[Given records]
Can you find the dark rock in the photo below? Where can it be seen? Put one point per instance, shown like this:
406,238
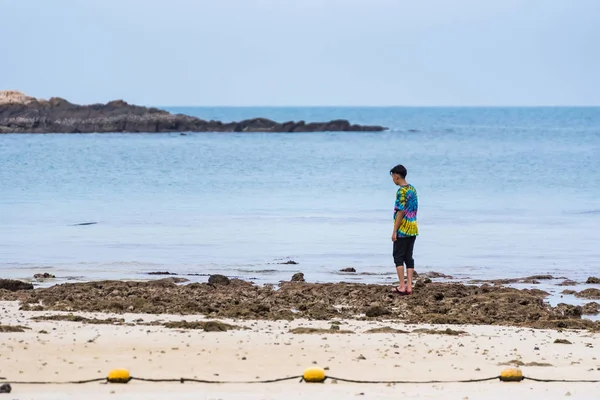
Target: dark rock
568,310
586,294
567,282
540,277
376,311
592,308
218,280
161,273
177,279
13,285
23,114
562,341
421,282
435,275
45,275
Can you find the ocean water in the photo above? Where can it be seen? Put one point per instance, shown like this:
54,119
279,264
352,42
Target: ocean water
503,192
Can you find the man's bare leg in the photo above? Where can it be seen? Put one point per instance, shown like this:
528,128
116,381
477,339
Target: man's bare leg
409,273
400,271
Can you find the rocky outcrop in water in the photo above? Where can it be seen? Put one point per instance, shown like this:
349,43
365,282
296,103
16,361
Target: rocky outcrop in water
23,114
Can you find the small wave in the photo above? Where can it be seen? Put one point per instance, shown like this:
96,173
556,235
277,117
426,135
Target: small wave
590,212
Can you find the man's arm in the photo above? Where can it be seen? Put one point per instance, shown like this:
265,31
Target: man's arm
398,221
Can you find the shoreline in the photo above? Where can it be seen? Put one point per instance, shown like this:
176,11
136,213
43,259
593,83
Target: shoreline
433,301
55,350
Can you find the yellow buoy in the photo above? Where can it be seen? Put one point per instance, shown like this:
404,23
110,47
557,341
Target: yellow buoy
511,375
314,375
118,376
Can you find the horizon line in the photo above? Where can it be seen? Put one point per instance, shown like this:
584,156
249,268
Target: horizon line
378,106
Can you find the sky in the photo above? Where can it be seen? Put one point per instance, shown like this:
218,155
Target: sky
304,52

[Your instructions] Where the line containing "Can you find the small" appears, begin a word-for-word copy and carry it through the last line of the listing, leaving out all other lines.

[Expected answer]
Can you find the small wave in the photo above? Where can it be seen? Put one point per instance, shown like this:
96,173
556,235
277,117
426,135
Target: small wave
590,212
Can you find the man's arm in the photo above? Where can it be seen? Put one point per instance, shown like this:
265,31
Target: man's arm
398,221
Can you find the shoreline in the photo above? Where can it be seen? Put one point per instance, shown like this:
176,11
136,213
43,259
593,83
Target: shoreline
433,301
55,350
Can you find the yellow buoy in the photo above? Where can it be seen? Put one point per instance, shown like this:
404,23
110,47
557,341
Target: yellow buoy
511,375
314,375
118,376
Can you find the horizon line in the photo above? Where can it be seen? Put one point per instance, shown like this:
584,156
249,268
Target: horizon line
378,106
Can you find the sky in the photo above? Where can it be seen? Put one point per instance, shown like this:
218,155
Target: sky
304,52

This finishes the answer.